Your instructions:
Repeat the records below word for word, keeping every line in the same order.

+++ Provided entries +++

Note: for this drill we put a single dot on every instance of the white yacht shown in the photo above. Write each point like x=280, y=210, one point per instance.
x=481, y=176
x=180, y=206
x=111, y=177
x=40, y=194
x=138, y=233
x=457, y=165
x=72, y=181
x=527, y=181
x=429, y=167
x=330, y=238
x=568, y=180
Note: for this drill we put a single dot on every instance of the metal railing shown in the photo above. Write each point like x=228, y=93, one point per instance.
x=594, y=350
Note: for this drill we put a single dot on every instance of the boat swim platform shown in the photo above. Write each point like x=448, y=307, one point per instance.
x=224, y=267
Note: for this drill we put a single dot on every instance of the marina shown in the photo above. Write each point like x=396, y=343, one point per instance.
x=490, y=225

+++

Full answer:
Note: for this drill we put a single dot on every instance of the white yacht shown in the photo above. Write each point like x=280, y=210, one point per instance.
x=481, y=176
x=180, y=206
x=111, y=177
x=40, y=194
x=138, y=233
x=457, y=165
x=72, y=181
x=527, y=181
x=429, y=167
x=330, y=238
x=568, y=180
Note: for this drill we put a single dot on every instance of the metal railing shown in the photo above. Write each point like x=228, y=93, one point per instance.
x=594, y=350
Note: for this drill we put a single dot on every instance of the boat swim platform shown in the photo above. Write each point like x=448, y=307, one point per instance.
x=224, y=267
Note: for this drill we put a single dot on every instance of the marina shown in the photo above. Write each point like x=396, y=343, one point per instance.
x=490, y=225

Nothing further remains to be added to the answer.